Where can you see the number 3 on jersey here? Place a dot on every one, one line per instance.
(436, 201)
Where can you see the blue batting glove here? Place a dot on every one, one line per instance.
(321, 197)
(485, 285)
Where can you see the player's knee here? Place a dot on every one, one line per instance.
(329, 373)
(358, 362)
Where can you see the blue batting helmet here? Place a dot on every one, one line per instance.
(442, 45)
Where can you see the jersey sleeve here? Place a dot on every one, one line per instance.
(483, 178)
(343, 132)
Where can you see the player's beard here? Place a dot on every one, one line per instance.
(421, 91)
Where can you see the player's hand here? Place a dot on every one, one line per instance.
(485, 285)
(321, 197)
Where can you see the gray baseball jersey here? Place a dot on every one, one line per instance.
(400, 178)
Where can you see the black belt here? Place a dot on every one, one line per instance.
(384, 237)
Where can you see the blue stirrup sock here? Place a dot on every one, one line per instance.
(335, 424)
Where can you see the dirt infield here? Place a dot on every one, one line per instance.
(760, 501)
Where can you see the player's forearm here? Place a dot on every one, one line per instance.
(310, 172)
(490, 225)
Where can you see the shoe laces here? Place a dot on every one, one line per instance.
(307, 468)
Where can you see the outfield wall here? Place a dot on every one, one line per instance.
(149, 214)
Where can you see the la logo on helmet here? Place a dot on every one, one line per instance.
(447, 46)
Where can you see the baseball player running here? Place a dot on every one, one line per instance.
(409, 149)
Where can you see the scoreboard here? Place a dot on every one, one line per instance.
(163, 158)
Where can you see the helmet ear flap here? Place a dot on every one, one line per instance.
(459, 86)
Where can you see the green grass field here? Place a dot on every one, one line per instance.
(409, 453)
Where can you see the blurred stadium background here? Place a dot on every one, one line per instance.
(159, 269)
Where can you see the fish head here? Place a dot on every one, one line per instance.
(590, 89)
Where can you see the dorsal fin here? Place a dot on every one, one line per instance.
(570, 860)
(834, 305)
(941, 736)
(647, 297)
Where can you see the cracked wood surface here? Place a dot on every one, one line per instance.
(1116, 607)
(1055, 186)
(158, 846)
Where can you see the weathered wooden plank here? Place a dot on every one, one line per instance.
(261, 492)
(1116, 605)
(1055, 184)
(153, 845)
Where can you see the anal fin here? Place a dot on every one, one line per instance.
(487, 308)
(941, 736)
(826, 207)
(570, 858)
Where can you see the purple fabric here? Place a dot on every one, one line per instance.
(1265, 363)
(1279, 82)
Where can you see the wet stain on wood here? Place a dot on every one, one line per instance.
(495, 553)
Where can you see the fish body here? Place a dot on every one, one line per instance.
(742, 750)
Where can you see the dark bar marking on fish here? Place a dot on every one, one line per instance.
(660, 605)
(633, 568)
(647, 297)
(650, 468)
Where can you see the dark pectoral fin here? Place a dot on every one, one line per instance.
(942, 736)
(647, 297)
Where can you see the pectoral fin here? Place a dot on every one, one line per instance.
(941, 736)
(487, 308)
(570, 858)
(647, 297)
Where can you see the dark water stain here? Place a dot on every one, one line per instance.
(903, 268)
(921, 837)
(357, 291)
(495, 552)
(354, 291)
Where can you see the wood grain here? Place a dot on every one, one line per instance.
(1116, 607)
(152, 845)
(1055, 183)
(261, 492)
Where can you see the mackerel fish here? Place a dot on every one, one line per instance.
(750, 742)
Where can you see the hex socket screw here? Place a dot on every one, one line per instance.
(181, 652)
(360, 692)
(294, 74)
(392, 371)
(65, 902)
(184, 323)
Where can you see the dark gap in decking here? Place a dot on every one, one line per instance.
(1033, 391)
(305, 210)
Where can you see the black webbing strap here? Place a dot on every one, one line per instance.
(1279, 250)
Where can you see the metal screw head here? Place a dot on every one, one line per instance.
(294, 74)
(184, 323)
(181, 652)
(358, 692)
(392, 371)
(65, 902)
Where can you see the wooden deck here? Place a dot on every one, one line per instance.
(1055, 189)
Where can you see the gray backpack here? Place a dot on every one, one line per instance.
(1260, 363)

______________________________

*TASK INSTRUCTIONS*
Recopy the entries above in their entirety, exactly.

*WRITTEN SOLUTION*
Where can you see the number 3 on jersey here? Place a dot on every one, one line per instance.
(436, 201)
Where can you see the blue batting glove here? Place a dot on every one, one line per instance.
(321, 197)
(485, 285)
Where can you see the player's knee here? Place a dot on every one, one line per instance.
(329, 373)
(358, 362)
Where can you see the blue batting helmet here? Place a dot on every one, one line per instance.
(442, 45)
Where can you see the jersey sleeve here? Place a dot on every one, one line per instance.
(483, 178)
(343, 132)
Where can you see the player's beard here? Place a dot on every one, one line per instance.
(421, 91)
Where can you see the player's hand here? Place a dot on every one, one line per instance.
(485, 285)
(321, 197)
Where can you see the gray baseball jersey here? Place a dot on every one, one line per instance.
(400, 178)
Where can you see the black belt here? Place a dot on every one, one line per instance.
(384, 237)
Where can you see the blue stirrup sock here? Place a dot on every one, one line per instance.
(335, 424)
Where can you see the dirt infield here? Place a dot on every one, one line per instance.
(760, 501)
Where can you see the player's forearm here? Place a dot on every one, one line per instance.
(310, 172)
(490, 225)
Where can you see the shoe laces here? Place a dot on every one, one line per instance.
(307, 468)
Where can you see the outfield wall here? Place a dot on every one, one line per instance.
(149, 214)
Where can you see the la logo on helmet here? Place a dot on every one, one line per instance.
(447, 46)
Where can you see the baseball player running here? Place a dot on every one, one line per instance.
(409, 149)
Where can you see the scoreboard here? Place a dot on every one, one line per instance.
(163, 158)
Where can you see the helmet ear flap here? Place a dot on every one, one line per instance.
(459, 86)
Where can you see the green grass field here? Place a dot on every one, one line per instance.
(409, 453)
Where can you see the blurred stadium background here? Place a dot on every one, one line per instance.
(159, 269)
Where can you see the fish head here? Place a dot on every one, one line per instance.
(590, 89)
Where can you see the dorsal fin here? Place a dot on every one, one line per instance.
(570, 860)
(834, 305)
(941, 736)
(647, 297)
Where can you see the cracked wood surface here? Place a dot on every one, one line per instance.
(1116, 607)
(1055, 186)
(158, 846)
Where can you see the weathered wooden plank here? Place a dot on every one, one line per instance.
(261, 492)
(1116, 605)
(1055, 184)
(153, 845)
Where can you see the anal fin here? Place a dot on every one, one line per instance.
(487, 308)
(941, 736)
(826, 207)
(570, 858)
Where can you see the purple fabric here? Place a dot on every one, one line per instance.
(1265, 363)
(1279, 82)
Where can you see the wet stain on wood here? Place a dot on every one, one line per instance.
(495, 553)
Where can you see the fish body here? Place a dot on every one, one line per instance.
(742, 750)
Where can you see the dark bar marking on fish here? Place a dot on every one, one line per instance.
(660, 605)
(633, 568)
(647, 297)
(650, 468)
Where can you see the dark pectoral fin here? Place a dot on every one, one line per instance.
(942, 736)
(647, 297)
Where can you see the pectoral fin here? Place a dot on every one, one line per instance.
(941, 736)
(487, 308)
(570, 858)
(647, 297)
Where can you see the dark water stain here? Place a dot on every one, one line per instance.
(903, 268)
(921, 837)
(357, 291)
(495, 552)
(354, 291)
Where can you see the wood grain here? Place a dot on every one, one line per instance.
(1116, 607)
(152, 845)
(1055, 183)
(261, 492)
Where can you see the mackerel fish here? Place a dot on every one, one line per instance.
(750, 742)
Where can you see the hex socket screw here? Place a dot on every one, one line per instance.
(181, 652)
(360, 692)
(294, 74)
(392, 371)
(65, 902)
(184, 323)
Where can you see the dark gap in decking here? Place a dot on every one, one line per instance.
(1033, 391)
(305, 210)
Where can you see the black webbing strap here? Place a dot on every one, one line per instance.
(1279, 250)
Where can you see the metal screw head here? Place a dot on every one, one line per instance.
(294, 74)
(184, 323)
(181, 652)
(358, 692)
(392, 371)
(65, 902)
Where can you see the wooden deck here? Place a dot on every one, one line per instance.
(1055, 189)
Where can you see the gray backpack here? Place a dot on every one, one line per instance.
(1260, 363)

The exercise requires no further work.